• YOUR TASK:
Reproduce verbatim the records starting at the line containing "emblem on lectern" and ending at the end of the records, omitting any pictures.

• RECORDS FOR THIS TASK:

_ _ _ _ _

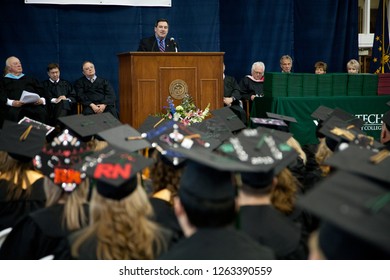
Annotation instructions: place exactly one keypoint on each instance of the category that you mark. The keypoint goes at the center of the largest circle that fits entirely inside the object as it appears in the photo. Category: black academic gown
(64, 107)
(150, 44)
(88, 250)
(249, 87)
(165, 216)
(218, 244)
(270, 228)
(13, 88)
(36, 235)
(98, 92)
(12, 211)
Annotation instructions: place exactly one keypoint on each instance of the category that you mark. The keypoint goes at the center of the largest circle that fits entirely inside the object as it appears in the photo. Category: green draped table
(369, 108)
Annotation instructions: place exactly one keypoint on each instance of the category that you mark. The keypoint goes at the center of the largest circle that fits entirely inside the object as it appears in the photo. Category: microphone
(174, 43)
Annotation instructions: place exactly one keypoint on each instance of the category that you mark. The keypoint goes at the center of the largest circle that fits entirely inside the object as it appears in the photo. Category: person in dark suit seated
(11, 88)
(232, 96)
(252, 85)
(62, 95)
(96, 94)
(159, 41)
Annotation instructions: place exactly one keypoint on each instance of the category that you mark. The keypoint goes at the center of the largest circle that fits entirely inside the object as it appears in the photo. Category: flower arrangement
(186, 113)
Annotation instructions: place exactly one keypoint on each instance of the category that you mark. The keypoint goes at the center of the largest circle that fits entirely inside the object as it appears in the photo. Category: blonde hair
(283, 195)
(323, 152)
(122, 228)
(18, 174)
(74, 216)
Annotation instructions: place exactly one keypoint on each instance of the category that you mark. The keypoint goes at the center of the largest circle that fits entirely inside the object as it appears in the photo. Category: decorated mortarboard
(322, 113)
(90, 125)
(22, 142)
(261, 179)
(362, 161)
(214, 128)
(260, 149)
(229, 118)
(205, 182)
(338, 131)
(355, 204)
(150, 123)
(173, 134)
(37, 125)
(125, 137)
(386, 118)
(114, 171)
(58, 160)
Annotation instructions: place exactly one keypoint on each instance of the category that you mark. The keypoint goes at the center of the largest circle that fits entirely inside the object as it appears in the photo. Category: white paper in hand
(29, 97)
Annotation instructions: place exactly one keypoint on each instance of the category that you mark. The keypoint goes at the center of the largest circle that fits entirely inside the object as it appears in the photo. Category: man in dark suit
(62, 95)
(12, 85)
(96, 94)
(159, 41)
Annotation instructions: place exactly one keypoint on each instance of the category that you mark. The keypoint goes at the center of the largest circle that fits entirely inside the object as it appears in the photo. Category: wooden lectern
(146, 79)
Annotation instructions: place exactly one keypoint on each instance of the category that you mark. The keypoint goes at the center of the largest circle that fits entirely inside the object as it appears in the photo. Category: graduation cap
(386, 118)
(214, 128)
(173, 134)
(274, 121)
(202, 181)
(125, 137)
(362, 161)
(260, 149)
(90, 125)
(229, 118)
(114, 171)
(58, 159)
(22, 142)
(354, 206)
(150, 123)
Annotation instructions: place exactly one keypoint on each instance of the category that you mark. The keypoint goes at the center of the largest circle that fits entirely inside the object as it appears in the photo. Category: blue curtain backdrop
(246, 31)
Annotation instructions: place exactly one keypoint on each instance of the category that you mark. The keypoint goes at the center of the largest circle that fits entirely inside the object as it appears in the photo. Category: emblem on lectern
(178, 89)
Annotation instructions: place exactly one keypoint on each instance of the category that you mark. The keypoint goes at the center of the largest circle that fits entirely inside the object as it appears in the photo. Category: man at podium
(159, 41)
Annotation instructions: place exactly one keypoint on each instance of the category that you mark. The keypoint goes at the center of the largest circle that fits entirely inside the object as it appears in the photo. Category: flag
(380, 49)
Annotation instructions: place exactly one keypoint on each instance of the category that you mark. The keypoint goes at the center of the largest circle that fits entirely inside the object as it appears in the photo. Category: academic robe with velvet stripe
(99, 92)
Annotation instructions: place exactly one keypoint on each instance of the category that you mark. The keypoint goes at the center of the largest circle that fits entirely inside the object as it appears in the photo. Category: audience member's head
(353, 66)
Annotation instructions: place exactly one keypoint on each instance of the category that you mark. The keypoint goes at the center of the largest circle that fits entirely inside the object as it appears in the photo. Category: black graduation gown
(150, 44)
(270, 228)
(12, 211)
(98, 92)
(218, 244)
(13, 88)
(64, 107)
(37, 235)
(165, 216)
(232, 89)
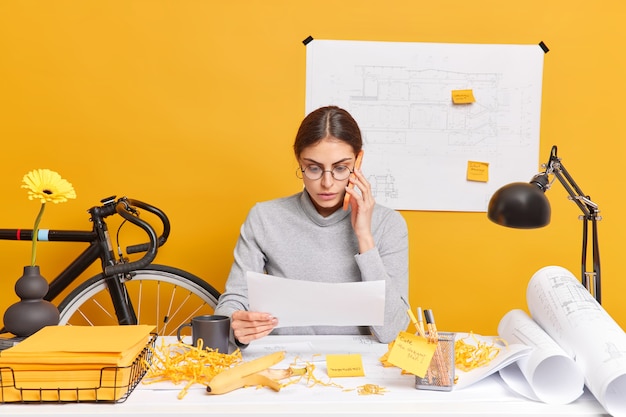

_ _ _ _ _

• FINISHED TASK:
Annotation instructions: place exactly one keypoint on each instance of the category that you mark. The keypoint goes at the center of the largest circle that fits entirely inside the object as it appears in the photo. Category: emblem on lectern
(178, 89)
Annotation instructions: place exactly one keypoint on each instance of the category that you mark. The keypoint goes at the center of the largest circle that fits entirely inside the object as it appears in the photo. Category: man at podium
(159, 41)
Annotation instructions: place exactly one keypoint on each instance of the category that you mark. The keypoint goes at the center of the largest circle that fits entirely inside the object as it appears in the photo. Category: flag
(380, 49)
Annotation instructions: place exactly one keypoint on each instance of the category that you mark. The keypoint goes at the center of the largest circle that fits entirely inside the object as it appears in the photo. Category: academic robe with velvet stripe
(99, 92)
Annotation instructions: place exactly one keypoint on each instance of the category that you mark. The keypoint goes at the center of the largest circle that fits entirely inside the object as it appears in the photo. Category: audience member's head
(353, 66)
Annotation instructions: place exactly one keypoint on each instance of the category that you mark. The keypoint goes at the center of the largest circle that fits entirely inside the object as it appears in the photo. Category: black graduation gown
(150, 44)
(270, 228)
(12, 211)
(98, 92)
(218, 244)
(13, 88)
(64, 107)
(37, 235)
(165, 216)
(232, 89)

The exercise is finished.